• [Short exercise 1]
From the movie review below, write out word for word the part that opens with the words containing "John Smith (Brad" and closes with "two of them!".
• [Short exercise 2]
According to the movie review below, who directed "The Bourne Supremacy"?

• [Quoted text]
Right near the beginning of this, Jane Smith (Angelina Jolie) says to a marriage counselor, “There’s this huge space between us that’s filled up with things we don’t say—what’s that called?” and her counselor responds, “Marriage.” When I heard that, after what I had knew about the movie, I was ready to bolt.

And what, pray, did I know? That this was directed by Doug Liman, who directed “The Bourne Identity,” (2002) a film I thought particularly poorly done. It wasn’t coincidence that for the sequel, “The Bourne Supremacy,” the producers got Paul Greengrass to direct, and it was an immeasurable improvement. In addition, the screenwriter is Simon Kinberg, who wrote the script for “XXX: State of Seige,” one of the worst movies of this year or any year, as well as “X-Men 3,” something you couldn’t pay me to see and they probably will. Kinberg is quoted as saying, “The idea came from my passion for Hong Kong action films. They…were cool, sleek, sexy and kinetic and all that became the impetus and framework for my original draft.” I hate Hong Kong action films.

Then I found out the running time was four minutes over two hours, which is consistent with “The Bourne Identity,” that also ran far too long (119 minutes), which, if you’re a little short in math, is one minute under two hours.

John Smith (Brad Pitt) is an assassin, as is Jane. Eventually they get assigned to assassinate each other. The story is hopelessly ludicrous. These people are supposed to be the best of the best when it comes to killing. Dead shots; cold-blooded. Yet when they are trying to kill one another in their house, they can’t even draw blood on the other, despite the fact that both are using automatic weapons and Jane is using shotguns that blast holes in walls. Even so, they hit absolutely every single thing in the house but what they’re aiming at, which is each other. Then after pouring thousands of rounds trying to do the other in, when each has a chance, each says, “I can’t do it.” Later, however, in the final denouement, they kill everything that even twitches with single shots, fighting off 312 people, just the two of them!

• [Record set]
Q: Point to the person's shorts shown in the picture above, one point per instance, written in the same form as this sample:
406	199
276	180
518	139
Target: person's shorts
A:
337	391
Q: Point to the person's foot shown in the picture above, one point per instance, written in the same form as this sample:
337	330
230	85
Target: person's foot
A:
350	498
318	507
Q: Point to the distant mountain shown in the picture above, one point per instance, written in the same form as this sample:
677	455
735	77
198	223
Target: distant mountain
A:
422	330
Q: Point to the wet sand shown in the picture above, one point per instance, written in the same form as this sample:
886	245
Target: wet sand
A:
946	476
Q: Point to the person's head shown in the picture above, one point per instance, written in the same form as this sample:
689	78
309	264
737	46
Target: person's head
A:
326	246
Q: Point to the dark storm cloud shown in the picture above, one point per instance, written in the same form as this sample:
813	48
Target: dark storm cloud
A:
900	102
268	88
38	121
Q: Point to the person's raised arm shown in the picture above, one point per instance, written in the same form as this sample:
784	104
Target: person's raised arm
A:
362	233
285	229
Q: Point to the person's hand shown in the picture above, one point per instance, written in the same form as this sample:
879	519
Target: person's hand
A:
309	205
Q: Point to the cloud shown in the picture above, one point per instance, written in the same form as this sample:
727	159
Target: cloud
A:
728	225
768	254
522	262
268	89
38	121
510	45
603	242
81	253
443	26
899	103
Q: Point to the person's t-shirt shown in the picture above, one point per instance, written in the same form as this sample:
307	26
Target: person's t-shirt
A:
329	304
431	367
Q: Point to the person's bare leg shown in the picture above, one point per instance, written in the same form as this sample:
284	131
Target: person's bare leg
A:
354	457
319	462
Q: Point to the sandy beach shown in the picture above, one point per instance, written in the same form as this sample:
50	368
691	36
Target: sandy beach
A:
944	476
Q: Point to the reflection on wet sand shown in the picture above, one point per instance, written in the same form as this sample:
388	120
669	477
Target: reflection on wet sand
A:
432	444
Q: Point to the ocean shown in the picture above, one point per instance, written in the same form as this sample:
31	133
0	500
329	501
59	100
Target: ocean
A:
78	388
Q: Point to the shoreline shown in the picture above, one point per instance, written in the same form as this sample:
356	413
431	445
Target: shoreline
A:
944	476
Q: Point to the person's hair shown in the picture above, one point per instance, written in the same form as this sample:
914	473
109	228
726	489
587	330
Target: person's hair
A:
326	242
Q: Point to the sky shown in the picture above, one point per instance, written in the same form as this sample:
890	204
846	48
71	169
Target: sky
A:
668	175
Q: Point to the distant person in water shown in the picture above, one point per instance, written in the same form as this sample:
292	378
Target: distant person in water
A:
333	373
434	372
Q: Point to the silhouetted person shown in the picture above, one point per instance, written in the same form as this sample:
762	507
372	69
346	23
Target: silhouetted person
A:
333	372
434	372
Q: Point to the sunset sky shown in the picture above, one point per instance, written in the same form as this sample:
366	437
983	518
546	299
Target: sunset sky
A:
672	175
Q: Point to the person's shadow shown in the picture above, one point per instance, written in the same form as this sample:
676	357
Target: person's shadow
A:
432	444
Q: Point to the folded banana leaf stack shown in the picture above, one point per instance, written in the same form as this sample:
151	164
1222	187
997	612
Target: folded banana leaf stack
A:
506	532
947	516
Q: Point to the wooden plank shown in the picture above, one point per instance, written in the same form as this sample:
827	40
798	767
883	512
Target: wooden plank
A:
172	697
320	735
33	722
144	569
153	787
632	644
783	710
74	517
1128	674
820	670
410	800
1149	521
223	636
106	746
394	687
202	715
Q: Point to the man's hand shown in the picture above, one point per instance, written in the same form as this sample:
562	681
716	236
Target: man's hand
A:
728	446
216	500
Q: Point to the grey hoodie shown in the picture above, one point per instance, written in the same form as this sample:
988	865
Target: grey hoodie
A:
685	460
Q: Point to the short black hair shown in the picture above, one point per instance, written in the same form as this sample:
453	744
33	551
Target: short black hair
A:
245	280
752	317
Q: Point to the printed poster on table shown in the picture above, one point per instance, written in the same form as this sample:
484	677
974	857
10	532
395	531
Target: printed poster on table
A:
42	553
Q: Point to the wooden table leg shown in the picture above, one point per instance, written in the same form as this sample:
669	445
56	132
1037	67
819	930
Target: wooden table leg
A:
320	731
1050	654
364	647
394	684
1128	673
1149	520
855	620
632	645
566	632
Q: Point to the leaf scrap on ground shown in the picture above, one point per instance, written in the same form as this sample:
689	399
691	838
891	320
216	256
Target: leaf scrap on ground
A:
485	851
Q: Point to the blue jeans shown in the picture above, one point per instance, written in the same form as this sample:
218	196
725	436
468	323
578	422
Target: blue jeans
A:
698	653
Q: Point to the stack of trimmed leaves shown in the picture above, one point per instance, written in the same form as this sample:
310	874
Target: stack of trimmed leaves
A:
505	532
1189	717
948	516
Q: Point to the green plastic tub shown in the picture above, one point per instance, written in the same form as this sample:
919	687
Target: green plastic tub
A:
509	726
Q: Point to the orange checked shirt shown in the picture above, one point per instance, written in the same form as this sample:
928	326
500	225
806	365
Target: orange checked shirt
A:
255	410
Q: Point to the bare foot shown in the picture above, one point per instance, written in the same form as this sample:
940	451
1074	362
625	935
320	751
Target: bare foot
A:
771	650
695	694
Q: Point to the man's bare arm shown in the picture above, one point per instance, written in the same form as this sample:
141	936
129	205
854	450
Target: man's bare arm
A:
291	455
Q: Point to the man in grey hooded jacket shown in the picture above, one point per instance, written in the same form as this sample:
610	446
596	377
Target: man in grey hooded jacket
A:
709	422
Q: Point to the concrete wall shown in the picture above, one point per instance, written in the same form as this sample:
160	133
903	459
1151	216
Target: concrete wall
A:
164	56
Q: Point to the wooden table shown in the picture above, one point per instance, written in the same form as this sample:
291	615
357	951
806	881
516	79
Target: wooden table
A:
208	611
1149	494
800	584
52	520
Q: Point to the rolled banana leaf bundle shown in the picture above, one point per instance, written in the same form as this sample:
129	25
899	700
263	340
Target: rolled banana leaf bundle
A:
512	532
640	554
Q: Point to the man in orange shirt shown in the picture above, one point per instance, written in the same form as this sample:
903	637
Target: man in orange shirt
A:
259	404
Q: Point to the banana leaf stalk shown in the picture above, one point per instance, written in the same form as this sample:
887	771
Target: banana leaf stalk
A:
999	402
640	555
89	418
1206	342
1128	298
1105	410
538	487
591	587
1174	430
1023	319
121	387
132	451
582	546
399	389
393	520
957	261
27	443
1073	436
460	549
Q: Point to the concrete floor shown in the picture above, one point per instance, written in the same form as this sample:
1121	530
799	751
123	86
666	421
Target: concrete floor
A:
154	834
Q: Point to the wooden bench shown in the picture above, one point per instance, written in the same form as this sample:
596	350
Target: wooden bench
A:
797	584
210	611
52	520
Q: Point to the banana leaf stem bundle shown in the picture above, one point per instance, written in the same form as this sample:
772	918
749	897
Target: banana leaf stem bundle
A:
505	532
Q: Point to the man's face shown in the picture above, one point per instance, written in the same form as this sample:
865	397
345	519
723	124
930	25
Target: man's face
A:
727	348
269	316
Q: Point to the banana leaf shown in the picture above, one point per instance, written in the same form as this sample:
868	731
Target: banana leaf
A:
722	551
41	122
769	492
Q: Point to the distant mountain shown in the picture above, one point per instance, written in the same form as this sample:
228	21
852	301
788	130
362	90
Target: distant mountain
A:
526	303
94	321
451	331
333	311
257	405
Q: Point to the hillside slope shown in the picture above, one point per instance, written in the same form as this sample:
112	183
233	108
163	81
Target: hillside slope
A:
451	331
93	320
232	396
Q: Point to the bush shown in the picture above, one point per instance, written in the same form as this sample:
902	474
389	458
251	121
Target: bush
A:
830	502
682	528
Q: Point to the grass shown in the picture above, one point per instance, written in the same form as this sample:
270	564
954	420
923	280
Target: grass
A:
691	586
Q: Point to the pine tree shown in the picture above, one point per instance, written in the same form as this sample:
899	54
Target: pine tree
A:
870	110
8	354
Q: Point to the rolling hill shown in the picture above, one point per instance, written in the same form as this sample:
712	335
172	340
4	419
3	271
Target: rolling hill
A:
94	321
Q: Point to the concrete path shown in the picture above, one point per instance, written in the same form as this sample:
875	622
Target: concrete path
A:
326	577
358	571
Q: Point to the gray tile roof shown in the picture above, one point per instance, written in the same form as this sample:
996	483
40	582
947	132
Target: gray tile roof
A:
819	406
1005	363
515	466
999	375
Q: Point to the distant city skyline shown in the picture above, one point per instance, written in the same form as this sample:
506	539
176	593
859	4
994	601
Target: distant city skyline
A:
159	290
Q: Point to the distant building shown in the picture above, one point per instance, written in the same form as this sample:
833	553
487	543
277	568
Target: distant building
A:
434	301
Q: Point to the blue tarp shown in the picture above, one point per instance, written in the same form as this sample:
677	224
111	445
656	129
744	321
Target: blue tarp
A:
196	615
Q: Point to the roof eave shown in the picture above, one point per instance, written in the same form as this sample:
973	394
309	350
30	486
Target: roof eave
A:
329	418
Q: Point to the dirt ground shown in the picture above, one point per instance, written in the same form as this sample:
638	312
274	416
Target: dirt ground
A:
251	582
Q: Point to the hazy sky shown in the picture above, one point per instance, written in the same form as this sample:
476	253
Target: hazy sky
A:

• [Written solution 1]
John Smith (Brad Pitt) is an assassin, as is Jane. Eventually they get assigned to assassinate each other. The story is hopelessly ludicrous. These people are supposed to be the best of the best when it comes to killing. Dead shots; cold-blooded. Yet when they are trying to kill one another in their house, they can’t even draw blood on the other, despite the fact that both are using automatic weapons and Jane is using shotguns that blast holes in walls. Even so, they hit absolutely every single thing in the house but what they’re aiming at, which is each other. Then after pouring thousands of rounds trying to do the other in, when each has a chance, each says, “I can’t do it.” Later, however, in the final denouement, they kill everything that even twitches with single shots, fighting off 312 people, just the two of them!

• [Written solution 2]
Paul Greengrass